## TASK OBJECTIVE
When you find the line that contains "green grass, written as integer pixel values.", restate it and all lines after it exactly, stopping at the end of the material.

## RECORDS PROVIDED
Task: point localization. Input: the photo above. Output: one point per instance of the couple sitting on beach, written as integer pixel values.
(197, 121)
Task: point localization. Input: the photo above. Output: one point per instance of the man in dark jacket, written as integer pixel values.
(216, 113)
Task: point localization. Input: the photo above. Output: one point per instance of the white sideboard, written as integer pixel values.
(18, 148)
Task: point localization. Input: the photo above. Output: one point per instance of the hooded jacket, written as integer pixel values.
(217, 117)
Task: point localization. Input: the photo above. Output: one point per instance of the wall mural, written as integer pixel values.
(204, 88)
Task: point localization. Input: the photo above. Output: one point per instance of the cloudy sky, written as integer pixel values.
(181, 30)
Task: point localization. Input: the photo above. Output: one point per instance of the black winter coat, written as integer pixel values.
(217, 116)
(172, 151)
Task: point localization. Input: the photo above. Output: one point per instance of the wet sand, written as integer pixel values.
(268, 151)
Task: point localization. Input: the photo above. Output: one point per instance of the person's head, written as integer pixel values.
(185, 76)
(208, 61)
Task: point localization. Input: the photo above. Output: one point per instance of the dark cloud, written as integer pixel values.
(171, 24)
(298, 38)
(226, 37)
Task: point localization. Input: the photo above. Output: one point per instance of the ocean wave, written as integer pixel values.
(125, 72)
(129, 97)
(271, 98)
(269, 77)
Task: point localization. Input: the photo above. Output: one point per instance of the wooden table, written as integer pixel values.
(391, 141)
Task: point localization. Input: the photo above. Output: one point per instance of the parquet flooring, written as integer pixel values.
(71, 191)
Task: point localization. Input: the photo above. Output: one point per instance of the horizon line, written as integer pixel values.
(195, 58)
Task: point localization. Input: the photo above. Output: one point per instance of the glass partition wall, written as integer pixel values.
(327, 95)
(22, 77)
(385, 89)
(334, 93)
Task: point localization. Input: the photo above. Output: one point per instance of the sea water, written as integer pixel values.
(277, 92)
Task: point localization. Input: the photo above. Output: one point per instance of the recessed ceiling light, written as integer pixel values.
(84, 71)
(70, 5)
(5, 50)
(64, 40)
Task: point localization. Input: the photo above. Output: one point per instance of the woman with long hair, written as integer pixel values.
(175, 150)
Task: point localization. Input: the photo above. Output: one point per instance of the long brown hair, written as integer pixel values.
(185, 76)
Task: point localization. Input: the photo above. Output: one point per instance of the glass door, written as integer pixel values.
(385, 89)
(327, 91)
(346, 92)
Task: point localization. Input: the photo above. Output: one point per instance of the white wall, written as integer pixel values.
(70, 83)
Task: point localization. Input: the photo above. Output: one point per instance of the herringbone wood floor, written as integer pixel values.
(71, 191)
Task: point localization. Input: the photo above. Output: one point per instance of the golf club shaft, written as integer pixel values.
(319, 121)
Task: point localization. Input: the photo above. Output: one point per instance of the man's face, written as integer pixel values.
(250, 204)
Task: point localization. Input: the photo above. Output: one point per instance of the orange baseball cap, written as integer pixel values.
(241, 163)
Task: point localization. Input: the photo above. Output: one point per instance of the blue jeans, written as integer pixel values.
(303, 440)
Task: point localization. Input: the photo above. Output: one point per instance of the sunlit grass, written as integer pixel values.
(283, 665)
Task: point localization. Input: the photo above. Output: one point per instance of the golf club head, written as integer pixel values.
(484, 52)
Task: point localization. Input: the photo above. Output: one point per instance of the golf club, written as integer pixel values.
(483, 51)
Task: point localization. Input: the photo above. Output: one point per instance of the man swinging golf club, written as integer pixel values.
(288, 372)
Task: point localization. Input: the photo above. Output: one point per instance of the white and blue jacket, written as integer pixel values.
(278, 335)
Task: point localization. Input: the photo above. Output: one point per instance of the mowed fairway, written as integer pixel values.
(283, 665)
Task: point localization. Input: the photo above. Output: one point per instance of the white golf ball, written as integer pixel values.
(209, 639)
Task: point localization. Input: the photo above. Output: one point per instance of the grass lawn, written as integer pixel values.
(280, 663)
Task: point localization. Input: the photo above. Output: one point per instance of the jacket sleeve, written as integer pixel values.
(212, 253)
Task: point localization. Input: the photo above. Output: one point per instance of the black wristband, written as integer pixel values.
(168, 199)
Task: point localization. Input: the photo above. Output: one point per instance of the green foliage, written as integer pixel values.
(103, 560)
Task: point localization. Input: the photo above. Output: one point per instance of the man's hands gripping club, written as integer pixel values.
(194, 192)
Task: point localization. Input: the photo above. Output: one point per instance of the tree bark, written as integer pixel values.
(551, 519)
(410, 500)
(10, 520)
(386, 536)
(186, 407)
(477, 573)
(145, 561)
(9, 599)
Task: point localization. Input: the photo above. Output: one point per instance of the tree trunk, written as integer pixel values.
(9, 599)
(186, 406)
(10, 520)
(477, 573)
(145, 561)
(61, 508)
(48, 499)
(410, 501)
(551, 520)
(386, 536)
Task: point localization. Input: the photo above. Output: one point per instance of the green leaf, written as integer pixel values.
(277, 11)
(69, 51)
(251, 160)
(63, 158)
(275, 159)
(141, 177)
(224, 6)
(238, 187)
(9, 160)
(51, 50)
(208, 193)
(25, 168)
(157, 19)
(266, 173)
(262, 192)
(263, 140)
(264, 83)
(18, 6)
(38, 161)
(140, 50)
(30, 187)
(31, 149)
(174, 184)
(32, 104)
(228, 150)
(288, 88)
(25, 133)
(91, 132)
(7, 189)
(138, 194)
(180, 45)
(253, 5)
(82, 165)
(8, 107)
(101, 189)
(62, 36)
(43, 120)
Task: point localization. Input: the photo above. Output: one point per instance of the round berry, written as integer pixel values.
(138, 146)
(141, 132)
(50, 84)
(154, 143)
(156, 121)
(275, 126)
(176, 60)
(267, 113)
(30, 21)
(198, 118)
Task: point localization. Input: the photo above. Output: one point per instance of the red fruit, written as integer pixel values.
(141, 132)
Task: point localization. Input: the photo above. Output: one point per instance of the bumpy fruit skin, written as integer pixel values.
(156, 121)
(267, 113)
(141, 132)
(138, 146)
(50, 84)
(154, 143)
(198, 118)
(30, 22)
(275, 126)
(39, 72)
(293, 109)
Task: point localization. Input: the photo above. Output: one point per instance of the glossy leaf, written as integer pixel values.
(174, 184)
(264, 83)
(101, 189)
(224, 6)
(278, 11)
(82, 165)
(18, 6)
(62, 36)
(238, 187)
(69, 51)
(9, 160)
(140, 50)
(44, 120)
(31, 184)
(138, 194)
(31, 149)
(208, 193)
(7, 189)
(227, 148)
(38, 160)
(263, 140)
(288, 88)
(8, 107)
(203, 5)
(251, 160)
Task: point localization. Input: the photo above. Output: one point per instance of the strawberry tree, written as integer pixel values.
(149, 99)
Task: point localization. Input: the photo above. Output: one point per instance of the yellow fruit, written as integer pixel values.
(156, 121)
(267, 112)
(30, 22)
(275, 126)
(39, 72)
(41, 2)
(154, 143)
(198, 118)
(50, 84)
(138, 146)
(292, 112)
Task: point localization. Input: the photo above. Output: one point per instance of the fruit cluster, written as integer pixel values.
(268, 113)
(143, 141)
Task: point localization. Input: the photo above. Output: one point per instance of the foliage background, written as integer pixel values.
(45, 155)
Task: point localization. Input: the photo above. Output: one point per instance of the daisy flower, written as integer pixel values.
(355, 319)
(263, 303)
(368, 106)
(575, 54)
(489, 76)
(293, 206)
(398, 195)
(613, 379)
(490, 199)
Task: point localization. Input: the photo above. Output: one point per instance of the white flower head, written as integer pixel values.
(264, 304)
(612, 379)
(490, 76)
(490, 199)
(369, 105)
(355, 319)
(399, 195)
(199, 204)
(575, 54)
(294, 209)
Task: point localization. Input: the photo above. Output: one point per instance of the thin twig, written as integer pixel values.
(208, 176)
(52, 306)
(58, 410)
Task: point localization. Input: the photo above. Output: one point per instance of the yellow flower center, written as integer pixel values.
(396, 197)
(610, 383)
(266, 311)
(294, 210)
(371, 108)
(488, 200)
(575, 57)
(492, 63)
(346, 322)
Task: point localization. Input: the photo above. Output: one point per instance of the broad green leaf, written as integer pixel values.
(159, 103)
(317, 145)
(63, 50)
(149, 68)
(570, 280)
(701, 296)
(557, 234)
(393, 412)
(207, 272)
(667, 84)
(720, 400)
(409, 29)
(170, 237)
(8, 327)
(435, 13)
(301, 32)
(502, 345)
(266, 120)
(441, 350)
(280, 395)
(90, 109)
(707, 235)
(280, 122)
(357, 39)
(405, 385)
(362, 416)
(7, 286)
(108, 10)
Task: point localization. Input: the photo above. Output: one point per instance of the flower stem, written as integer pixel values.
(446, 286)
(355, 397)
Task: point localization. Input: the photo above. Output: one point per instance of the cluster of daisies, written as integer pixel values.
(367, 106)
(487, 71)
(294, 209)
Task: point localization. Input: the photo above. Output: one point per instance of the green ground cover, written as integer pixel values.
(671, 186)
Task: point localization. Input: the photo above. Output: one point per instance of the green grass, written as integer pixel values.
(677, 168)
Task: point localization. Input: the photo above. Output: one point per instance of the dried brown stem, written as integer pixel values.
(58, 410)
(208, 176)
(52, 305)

## ANSWER TO THIS TASK
Task: point localization. Input: the photo above. Output: one point per instance of the green grass, written as integer pixel values.
(677, 168)
Task: point localization. Input: the photo above. Output: one point per instance of the dried brown stem, written as integer pixel values.
(58, 410)
(208, 176)
(52, 305)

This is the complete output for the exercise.